What you have to do: Your answer is the lines from the one that has "Query: heart-shaped leaf" through the last line of the records below, retyped exactly and alone.

Dataset excerpts

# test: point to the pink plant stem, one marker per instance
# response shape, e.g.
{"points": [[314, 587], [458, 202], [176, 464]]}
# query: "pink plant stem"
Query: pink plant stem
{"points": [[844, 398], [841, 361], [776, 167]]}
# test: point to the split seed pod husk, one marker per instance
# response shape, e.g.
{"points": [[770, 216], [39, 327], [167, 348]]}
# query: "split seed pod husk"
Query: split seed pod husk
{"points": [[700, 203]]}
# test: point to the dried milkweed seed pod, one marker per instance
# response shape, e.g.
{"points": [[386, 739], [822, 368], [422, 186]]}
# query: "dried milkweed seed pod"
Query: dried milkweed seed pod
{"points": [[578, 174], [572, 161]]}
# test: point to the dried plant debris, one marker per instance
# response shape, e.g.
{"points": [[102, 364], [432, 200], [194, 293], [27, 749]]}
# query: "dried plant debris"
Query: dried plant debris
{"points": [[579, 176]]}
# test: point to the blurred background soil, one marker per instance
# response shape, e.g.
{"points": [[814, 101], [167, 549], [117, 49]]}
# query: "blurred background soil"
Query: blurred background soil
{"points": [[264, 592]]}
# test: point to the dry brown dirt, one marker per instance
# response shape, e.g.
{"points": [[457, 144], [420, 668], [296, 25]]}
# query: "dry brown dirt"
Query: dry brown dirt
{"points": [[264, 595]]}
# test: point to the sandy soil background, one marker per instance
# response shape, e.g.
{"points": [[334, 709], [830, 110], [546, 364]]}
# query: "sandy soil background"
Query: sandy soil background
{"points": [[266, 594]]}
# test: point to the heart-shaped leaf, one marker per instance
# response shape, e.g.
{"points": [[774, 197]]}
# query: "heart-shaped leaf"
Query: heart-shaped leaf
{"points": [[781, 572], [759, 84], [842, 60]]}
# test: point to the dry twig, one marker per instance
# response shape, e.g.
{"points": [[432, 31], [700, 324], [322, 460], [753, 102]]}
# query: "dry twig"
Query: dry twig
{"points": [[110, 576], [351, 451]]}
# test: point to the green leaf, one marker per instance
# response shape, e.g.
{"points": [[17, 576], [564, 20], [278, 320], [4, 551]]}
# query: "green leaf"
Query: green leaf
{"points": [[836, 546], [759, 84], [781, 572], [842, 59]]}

Reply:
Query: heart-shaped leaf
{"points": [[781, 572], [759, 84], [842, 60]]}
# test: point to the dry twig, one marker per instance
# response shape, e.g.
{"points": [[432, 31], [700, 324], [322, 460], [753, 102]]}
# query: "dry twig"
Query: dry twig
{"points": [[110, 576], [351, 451]]}
# test: point to the green leaf, one marker per instance
# response shape, e.g.
{"points": [[17, 576], [564, 20], [278, 320], [4, 551]]}
# query: "green leaf"
Query: green leaf
{"points": [[836, 546], [759, 84], [781, 572], [842, 59]]}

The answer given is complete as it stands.